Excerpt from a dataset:
• • • • •
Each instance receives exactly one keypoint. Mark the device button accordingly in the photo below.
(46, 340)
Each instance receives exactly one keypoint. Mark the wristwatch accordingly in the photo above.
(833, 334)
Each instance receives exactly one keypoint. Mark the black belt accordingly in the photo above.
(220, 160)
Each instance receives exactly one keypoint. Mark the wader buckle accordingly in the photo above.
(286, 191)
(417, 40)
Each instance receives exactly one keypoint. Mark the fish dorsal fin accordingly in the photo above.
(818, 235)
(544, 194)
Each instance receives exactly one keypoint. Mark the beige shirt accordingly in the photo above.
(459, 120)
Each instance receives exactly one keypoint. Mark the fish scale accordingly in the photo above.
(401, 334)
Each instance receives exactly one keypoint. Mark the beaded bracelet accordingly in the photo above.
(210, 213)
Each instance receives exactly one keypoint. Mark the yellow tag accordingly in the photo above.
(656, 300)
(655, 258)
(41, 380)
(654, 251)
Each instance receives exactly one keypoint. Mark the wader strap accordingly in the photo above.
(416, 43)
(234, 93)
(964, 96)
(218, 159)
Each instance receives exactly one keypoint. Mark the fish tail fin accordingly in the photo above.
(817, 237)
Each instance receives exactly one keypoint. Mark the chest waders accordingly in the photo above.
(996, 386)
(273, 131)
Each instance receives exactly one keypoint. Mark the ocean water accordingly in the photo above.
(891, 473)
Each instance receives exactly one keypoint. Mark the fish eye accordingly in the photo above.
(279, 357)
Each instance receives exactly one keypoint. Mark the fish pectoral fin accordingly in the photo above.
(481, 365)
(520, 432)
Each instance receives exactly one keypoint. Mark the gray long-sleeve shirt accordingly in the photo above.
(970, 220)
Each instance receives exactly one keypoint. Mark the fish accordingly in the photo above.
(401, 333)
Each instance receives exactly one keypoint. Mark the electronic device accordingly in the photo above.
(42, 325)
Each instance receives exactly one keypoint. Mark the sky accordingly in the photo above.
• • • • •
• **What you have to do**
Exactly reproduce every line found in the records.

• **Solution**
Each instance receives exactly one keypoint. Mark the device button accordingly in the photo below.
(46, 340)
Each instance receives exactly one keypoint. Mark the wristwatch accordingly in the photo above.
(833, 334)
Each instance receives exactly one keypoint. Mark the black belt accordingly in the photo above.
(220, 160)
Each instance receives exactly one keypoint. Mark the wader buckle accordingly in the photo above.
(286, 191)
(417, 40)
Each instance receives exactly one keypoint. Mark the fish dorsal fin accordingly in the photo above.
(818, 235)
(544, 194)
Each instance receives exactly one keypoint. Mark the beige shirt accordingly in the photo above.
(459, 120)
Each instance receives exactly one keypoint. Mark the fish scale accordingly in the photo above.
(401, 334)
Each instance receives exactly one keypoint. Mark the beaded bracelet accordingly in the photo above.
(210, 213)
Each instance receives exactly one keypoint. Mark the yellow tag accordingly in the photo above.
(656, 300)
(655, 258)
(41, 380)
(654, 251)
Each instance receives exactly one keypoint. Mark the wader strap accordingly in the photo above.
(416, 43)
(234, 93)
(964, 96)
(218, 159)
Each instance receives exactly one keypoint. Mark the fish tail fin accordingly in the photo above.
(817, 237)
Each instance receives exactly one keypoint. Mark the chest waders accordingly in the photo above.
(996, 386)
(273, 131)
Each instance receives exactly one keypoint. Mark the ocean water accordingly in the photo above.
(891, 473)
Each instance receives exactly one keypoint. Mark the fish eye accordingly in the photo above.
(279, 357)
Each instance receives exactly one keypoint. Mark the fish pectoral fin accordingly in the photo above.
(481, 365)
(520, 432)
Each instance receives exactly one keypoint. Mark the gray long-sleeve shirt accordingly in the photo above.
(970, 220)
Each instance receives exactly one keypoint. Mark the fish accordingly in the photo above.
(401, 333)
Each instance receives exactly one keypoint. Mark the electronic device accordingly in the photo above.
(42, 325)
Each instance receives exactly one keypoint. Mark the sky accordingly in the photo above.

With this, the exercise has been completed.